▸ **Provided information**

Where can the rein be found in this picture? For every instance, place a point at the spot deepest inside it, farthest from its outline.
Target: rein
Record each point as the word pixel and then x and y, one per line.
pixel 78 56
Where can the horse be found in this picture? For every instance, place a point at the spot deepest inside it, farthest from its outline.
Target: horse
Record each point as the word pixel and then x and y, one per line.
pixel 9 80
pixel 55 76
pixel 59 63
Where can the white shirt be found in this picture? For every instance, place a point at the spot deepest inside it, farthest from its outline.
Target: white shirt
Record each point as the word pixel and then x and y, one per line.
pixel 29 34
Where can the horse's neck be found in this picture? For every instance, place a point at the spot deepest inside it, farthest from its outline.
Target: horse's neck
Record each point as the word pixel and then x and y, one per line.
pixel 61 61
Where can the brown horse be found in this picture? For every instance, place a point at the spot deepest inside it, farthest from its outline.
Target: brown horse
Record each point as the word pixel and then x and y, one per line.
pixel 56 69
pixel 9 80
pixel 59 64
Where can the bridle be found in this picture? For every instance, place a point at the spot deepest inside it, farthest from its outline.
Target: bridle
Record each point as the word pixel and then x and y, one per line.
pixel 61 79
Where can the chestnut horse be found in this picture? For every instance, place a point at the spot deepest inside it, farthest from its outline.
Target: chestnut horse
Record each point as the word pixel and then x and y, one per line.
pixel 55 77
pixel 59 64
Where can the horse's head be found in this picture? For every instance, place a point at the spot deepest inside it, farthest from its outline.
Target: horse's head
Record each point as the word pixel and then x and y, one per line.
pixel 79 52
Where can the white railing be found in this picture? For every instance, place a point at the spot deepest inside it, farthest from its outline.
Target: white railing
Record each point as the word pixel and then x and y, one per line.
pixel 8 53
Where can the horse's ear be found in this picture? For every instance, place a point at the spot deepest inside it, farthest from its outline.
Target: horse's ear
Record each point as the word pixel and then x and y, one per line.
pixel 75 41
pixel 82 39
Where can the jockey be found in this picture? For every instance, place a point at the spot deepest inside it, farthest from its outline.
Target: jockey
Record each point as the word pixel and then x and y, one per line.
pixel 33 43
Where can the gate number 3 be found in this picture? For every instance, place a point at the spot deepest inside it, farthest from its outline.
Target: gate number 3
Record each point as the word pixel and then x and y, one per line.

▸ **Task goal**
Across the records, count each line that holds the string "jockey". Respond with the number only.

▸ **Task answer**
2